> **Record excerpts**:
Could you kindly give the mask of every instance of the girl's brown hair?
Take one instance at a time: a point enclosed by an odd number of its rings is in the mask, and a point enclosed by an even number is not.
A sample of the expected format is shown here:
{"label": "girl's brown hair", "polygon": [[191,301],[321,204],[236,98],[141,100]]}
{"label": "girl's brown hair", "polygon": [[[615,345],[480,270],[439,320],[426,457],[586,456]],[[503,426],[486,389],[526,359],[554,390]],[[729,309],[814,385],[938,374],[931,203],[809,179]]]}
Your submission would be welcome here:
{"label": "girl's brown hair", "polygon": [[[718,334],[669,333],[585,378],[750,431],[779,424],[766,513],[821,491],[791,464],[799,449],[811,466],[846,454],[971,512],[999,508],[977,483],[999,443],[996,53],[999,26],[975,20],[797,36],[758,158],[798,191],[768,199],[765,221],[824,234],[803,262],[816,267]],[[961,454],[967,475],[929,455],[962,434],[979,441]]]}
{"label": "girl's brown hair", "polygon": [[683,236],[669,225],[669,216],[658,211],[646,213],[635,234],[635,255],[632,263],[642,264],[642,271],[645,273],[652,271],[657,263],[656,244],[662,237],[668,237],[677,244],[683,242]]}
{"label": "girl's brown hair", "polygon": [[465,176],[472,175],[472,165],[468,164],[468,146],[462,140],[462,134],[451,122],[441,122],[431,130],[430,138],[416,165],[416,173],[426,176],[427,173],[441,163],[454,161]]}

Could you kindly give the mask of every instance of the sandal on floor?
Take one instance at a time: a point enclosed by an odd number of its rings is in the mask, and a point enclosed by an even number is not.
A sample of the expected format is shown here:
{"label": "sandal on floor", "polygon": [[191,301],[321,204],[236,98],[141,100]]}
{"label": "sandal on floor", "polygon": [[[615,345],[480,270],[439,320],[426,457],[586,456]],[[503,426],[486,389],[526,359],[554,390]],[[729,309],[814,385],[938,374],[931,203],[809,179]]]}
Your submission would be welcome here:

--

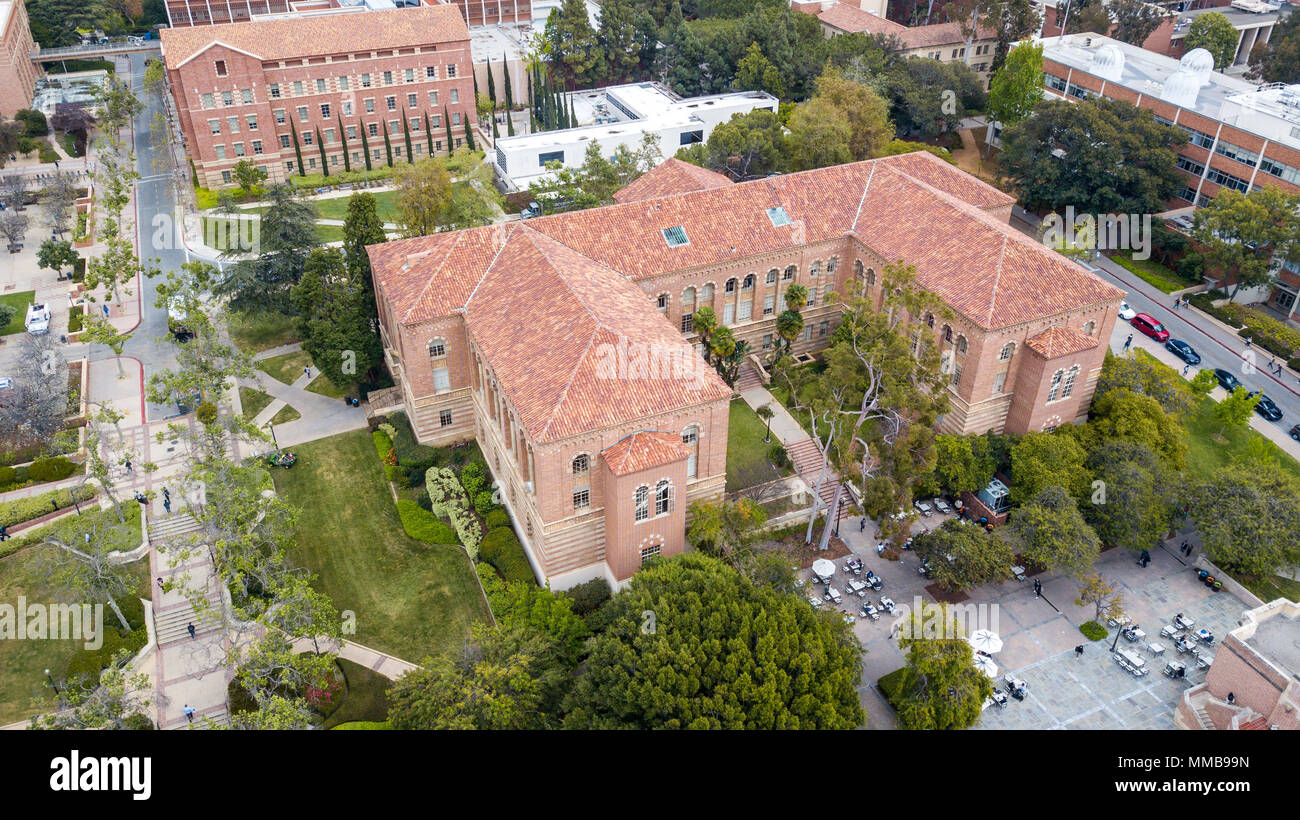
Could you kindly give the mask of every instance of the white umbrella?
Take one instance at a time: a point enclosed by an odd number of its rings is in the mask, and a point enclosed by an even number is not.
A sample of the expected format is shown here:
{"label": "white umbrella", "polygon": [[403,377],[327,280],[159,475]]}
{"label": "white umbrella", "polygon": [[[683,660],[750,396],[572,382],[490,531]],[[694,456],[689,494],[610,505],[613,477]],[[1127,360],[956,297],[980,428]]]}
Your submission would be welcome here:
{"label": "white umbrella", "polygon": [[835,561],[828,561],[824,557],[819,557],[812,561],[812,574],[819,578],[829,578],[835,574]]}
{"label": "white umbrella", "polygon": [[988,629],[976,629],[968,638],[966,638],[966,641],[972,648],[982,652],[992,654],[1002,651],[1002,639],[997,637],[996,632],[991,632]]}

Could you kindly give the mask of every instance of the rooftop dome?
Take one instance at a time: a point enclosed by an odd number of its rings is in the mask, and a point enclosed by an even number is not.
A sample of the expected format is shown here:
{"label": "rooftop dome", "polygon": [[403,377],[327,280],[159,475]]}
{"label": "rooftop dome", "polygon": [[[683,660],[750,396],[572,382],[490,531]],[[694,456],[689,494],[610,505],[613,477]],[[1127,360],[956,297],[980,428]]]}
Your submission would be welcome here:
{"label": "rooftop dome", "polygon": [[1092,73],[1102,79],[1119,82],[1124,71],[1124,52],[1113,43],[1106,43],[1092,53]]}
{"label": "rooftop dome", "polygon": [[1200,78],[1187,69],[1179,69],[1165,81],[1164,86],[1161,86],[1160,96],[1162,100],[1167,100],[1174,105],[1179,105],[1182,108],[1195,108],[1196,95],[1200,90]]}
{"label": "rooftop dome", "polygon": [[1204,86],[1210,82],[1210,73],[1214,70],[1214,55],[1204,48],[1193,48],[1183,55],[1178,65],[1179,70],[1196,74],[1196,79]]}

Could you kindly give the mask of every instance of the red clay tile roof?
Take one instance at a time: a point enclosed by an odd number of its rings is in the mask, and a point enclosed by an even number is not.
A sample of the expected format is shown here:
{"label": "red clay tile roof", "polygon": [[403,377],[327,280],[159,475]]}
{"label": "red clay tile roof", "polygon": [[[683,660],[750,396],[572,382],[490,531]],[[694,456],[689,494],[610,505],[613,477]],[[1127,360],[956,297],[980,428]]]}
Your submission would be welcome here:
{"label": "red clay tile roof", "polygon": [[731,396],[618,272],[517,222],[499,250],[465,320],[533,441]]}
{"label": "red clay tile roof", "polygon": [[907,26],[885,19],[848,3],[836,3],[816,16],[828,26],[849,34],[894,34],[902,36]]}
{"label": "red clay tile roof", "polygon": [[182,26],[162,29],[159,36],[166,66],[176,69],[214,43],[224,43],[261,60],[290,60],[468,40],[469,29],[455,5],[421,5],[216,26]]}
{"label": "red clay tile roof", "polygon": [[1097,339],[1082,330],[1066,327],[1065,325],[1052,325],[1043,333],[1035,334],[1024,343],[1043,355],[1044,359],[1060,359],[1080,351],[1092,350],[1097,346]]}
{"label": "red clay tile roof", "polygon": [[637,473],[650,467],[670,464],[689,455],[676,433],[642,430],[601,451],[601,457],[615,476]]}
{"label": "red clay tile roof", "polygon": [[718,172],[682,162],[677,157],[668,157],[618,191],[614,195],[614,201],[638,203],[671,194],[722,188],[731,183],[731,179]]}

* * *

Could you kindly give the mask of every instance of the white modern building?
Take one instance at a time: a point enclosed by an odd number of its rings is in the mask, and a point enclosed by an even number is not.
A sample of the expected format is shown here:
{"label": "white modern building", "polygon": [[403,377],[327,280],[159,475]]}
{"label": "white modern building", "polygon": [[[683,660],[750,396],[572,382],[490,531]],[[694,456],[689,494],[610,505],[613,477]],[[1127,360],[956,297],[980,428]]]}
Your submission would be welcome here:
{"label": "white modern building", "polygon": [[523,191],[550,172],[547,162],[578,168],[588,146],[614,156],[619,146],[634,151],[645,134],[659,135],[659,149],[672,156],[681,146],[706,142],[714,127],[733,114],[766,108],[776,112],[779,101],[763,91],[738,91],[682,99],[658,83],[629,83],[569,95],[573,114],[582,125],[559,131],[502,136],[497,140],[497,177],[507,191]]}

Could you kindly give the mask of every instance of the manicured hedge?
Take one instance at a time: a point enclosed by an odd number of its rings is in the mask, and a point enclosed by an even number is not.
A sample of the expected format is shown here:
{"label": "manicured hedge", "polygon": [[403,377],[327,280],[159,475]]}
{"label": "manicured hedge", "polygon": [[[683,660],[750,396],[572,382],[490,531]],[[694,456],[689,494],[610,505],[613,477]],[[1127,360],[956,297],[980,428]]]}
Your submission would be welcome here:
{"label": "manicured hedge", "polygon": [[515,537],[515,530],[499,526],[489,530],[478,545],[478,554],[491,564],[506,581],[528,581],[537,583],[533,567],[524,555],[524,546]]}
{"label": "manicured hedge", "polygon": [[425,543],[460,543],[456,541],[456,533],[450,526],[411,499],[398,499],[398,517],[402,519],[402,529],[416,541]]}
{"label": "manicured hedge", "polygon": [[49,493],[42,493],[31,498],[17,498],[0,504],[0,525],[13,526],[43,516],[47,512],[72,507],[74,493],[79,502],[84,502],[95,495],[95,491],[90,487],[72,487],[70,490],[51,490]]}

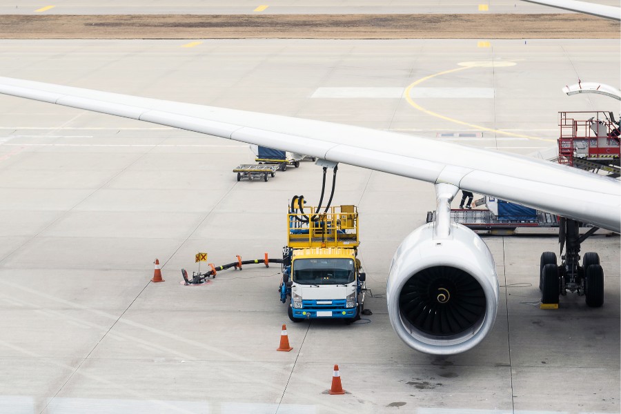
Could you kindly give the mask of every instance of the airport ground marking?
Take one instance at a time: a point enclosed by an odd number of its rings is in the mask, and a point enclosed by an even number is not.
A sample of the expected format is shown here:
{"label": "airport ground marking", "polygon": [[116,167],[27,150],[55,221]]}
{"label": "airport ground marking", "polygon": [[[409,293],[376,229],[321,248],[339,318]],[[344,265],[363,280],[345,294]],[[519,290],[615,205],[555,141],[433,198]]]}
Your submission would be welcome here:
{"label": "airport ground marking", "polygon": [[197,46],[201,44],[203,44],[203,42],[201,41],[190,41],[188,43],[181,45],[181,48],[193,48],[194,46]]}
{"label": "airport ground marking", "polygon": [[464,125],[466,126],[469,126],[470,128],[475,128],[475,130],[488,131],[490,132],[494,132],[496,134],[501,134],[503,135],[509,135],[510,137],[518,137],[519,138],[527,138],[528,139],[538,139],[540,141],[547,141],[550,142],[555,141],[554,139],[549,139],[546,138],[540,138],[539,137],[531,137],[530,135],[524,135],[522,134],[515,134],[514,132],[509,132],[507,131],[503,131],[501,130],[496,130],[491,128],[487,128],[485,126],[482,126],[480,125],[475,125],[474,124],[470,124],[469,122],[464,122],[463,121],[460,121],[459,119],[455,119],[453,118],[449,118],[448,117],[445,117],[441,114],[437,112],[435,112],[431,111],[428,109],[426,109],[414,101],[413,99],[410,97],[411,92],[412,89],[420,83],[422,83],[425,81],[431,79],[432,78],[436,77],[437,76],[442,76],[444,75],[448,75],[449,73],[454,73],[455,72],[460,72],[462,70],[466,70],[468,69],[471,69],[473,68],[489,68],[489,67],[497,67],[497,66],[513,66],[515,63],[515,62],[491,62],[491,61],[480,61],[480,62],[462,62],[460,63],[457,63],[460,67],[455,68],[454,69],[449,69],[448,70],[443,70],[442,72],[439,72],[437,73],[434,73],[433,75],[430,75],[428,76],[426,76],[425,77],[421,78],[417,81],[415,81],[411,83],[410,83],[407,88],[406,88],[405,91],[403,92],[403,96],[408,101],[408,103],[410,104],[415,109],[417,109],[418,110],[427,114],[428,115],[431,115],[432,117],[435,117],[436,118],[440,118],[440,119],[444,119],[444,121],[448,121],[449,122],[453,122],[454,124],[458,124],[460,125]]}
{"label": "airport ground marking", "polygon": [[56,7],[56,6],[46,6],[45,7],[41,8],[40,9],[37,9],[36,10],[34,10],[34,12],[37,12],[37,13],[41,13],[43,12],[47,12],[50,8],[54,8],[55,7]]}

> **Brief**: Report each line of the data above that contains the string "hair", copying every such line in full. Case counts, so match the letters only when their capitalization is the same.

> **Solved exercise**:
Could you kindly give the mask of every instance of the girl's brown hair?
{"label": "girl's brown hair", "polygon": [[191,301],[321,204],[236,98],[141,100]]}
{"label": "girl's brown hair", "polygon": [[[615,345],[480,270],[439,320],[426,457],[586,456]],[[503,426],[486,389],[526,359],[554,390]],[[729,309],[814,385],[938,374],[931,203],[809,179]]]}
{"label": "girl's brown hair", "polygon": [[[718,334],[669,333],[585,378],[750,431],[779,424],[766,513],[821,491],[791,464],[799,449],[811,466],[846,454],[971,512],[999,508],[977,483],[999,443],[996,53],[999,26],[975,20],[797,36],[758,158],[798,191],[768,199],[765,221],[824,234],[803,262],[816,267]],[[961,454],[967,475],[929,455],[962,434],[979,441]]]}
{"label": "girl's brown hair", "polygon": [[683,236],[669,225],[669,216],[658,211],[646,213],[635,234],[635,255],[632,263],[642,264],[642,271],[645,273],[652,271],[657,263],[656,244],[662,237],[668,237],[677,244],[683,242]]}
{"label": "girl's brown hair", "polygon": [[465,176],[472,175],[472,165],[468,164],[468,146],[462,140],[462,134],[451,122],[441,122],[431,130],[430,138],[416,165],[416,173],[426,176],[427,173],[441,163],[454,161]]}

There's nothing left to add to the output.